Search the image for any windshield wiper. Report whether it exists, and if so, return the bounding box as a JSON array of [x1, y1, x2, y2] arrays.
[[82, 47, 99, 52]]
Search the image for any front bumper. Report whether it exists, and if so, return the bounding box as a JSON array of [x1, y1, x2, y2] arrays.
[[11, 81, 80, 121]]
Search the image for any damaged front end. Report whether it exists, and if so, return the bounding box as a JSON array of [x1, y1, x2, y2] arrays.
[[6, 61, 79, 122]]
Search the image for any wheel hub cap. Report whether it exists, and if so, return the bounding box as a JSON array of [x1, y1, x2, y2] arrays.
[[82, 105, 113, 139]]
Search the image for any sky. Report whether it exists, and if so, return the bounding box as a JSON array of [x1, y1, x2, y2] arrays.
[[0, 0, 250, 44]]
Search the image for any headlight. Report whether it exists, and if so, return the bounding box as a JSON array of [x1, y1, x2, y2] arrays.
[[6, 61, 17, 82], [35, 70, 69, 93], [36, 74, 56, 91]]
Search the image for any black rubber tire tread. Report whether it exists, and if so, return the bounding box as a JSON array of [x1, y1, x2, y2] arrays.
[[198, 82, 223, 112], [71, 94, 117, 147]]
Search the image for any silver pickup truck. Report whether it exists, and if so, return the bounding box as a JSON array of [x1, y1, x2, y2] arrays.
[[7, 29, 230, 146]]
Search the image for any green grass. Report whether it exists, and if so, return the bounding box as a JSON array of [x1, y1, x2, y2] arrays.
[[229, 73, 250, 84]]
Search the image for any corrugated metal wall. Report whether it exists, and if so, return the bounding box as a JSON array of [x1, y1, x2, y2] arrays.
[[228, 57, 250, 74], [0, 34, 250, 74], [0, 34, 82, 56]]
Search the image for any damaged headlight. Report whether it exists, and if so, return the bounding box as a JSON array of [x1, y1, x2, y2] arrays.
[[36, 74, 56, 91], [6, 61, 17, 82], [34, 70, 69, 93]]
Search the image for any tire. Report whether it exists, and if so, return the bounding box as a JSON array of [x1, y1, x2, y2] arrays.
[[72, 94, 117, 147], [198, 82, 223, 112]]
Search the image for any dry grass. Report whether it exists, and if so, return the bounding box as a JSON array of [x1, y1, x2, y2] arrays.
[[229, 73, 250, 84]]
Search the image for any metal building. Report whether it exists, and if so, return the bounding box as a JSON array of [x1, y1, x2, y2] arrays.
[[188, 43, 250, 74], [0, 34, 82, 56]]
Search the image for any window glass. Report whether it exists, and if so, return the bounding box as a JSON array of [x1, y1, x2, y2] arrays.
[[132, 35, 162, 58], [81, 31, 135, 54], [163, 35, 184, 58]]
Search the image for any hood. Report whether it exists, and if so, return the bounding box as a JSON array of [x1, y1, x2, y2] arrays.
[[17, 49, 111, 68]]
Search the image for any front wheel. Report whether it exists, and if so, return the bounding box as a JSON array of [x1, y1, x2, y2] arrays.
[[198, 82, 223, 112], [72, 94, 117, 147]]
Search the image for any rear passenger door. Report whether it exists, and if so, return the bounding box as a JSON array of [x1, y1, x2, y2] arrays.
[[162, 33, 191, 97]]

-=-=-=-=-

• **Your instructions**:
Print all of the items above again word for word, keeping their original order.

• **Output for this exercise**:
Search the image for any windshield wiper. Report whether it exists, and if so, return the bounding box as a JSON array of [x1, y1, x2, y2] arrays.
[[82, 47, 99, 52]]
Search the image for any front bumper. Report whether it exists, and if so, return the bounding box as a JSON array of [x1, y1, x2, y2] arrays.
[[11, 81, 80, 121]]
Search the image for any damaged front end. Report whether it exists, and if so, return the bounding box as a JSON array of [x1, y1, x2, y2] arrays.
[[6, 61, 79, 122]]
Search the image for any wheel hub cap. Report whether it exists, and if so, return the bounding box as a JSON array of [x1, y1, x2, y2] arrays.
[[82, 105, 113, 139]]
Search the image for any sky. Report whether it exists, and if so, return the bounding box as a JSON array of [x1, y1, x2, y2] arrays.
[[0, 0, 250, 44]]
Search the image for any headlight. Report whether it exists, and if so, return the bounding box as a JSON array of [x1, y1, x2, y2] arrays.
[[6, 61, 17, 82], [35, 70, 69, 93], [36, 74, 56, 91]]
Search the image for any black rubber tire tread. Report whether it exists, and if so, return the bounding box as a JSON array of [x1, y1, x2, y2] arrays.
[[198, 82, 223, 112], [71, 94, 117, 147]]
Search the image for any silver pickup truck. Report whether it exists, and if so, return the bounding box as a JSON array of [x1, y1, x2, y2] arrays.
[[7, 29, 230, 146]]
Search the image for any green grass. Report whether it exists, and if so, return the bounding box as a JSON array of [x1, y1, x2, y2] arrays.
[[229, 73, 250, 84]]
Search the image for any corrugated metal wall. Report whether it exists, and if so, return the bounding box as a JSON array of [x1, y1, x2, y2] arrays.
[[228, 57, 250, 74], [0, 34, 250, 74], [0, 34, 82, 56]]
Search the image for any damaged headlight. Report whether it exists, and if so, return the bounding box as a JSON array of [x1, y1, x2, y2] arrays.
[[36, 74, 56, 91], [6, 61, 17, 82], [34, 70, 69, 93]]
Search the image for any tire. Report whether it exists, and if so, return the bounding box as a JSON array of [x1, y1, x2, y2] arrays.
[[72, 94, 117, 147], [198, 82, 223, 112]]
Search the image for any dry grass. Report whether it exists, and if so, return the bounding box as a JSON array of [x1, y1, x2, y2] arrays.
[[229, 73, 250, 84]]
Search the image for any metal building. Report whether it exists, and if so, return the bounding box as a JSON array of [x1, y1, x2, y2] arrays.
[[188, 43, 250, 74], [0, 34, 82, 56]]
Search the image for any window glass. Report whether it exists, and if so, return the bounding box as a JSON array of [x1, y1, x2, y2] arrays.
[[132, 35, 162, 58], [81, 31, 135, 54], [163, 35, 184, 58]]
Search the image for any hood. Report whether it exists, and if so, return the bounding box as a JSON array of [x1, y1, x2, y2] arrays.
[[17, 49, 111, 68]]
Search the image for any front wheel. Report whether it exists, and if so, return the bounding box as a JSON array of [x1, y1, x2, y2] arrays.
[[198, 82, 223, 112], [72, 94, 117, 147]]
Search the image for any rear passenger door. Report whether it exists, and if so, return the bounding box as a JSON array of [x1, y1, x2, y2] arrays.
[[162, 33, 191, 97]]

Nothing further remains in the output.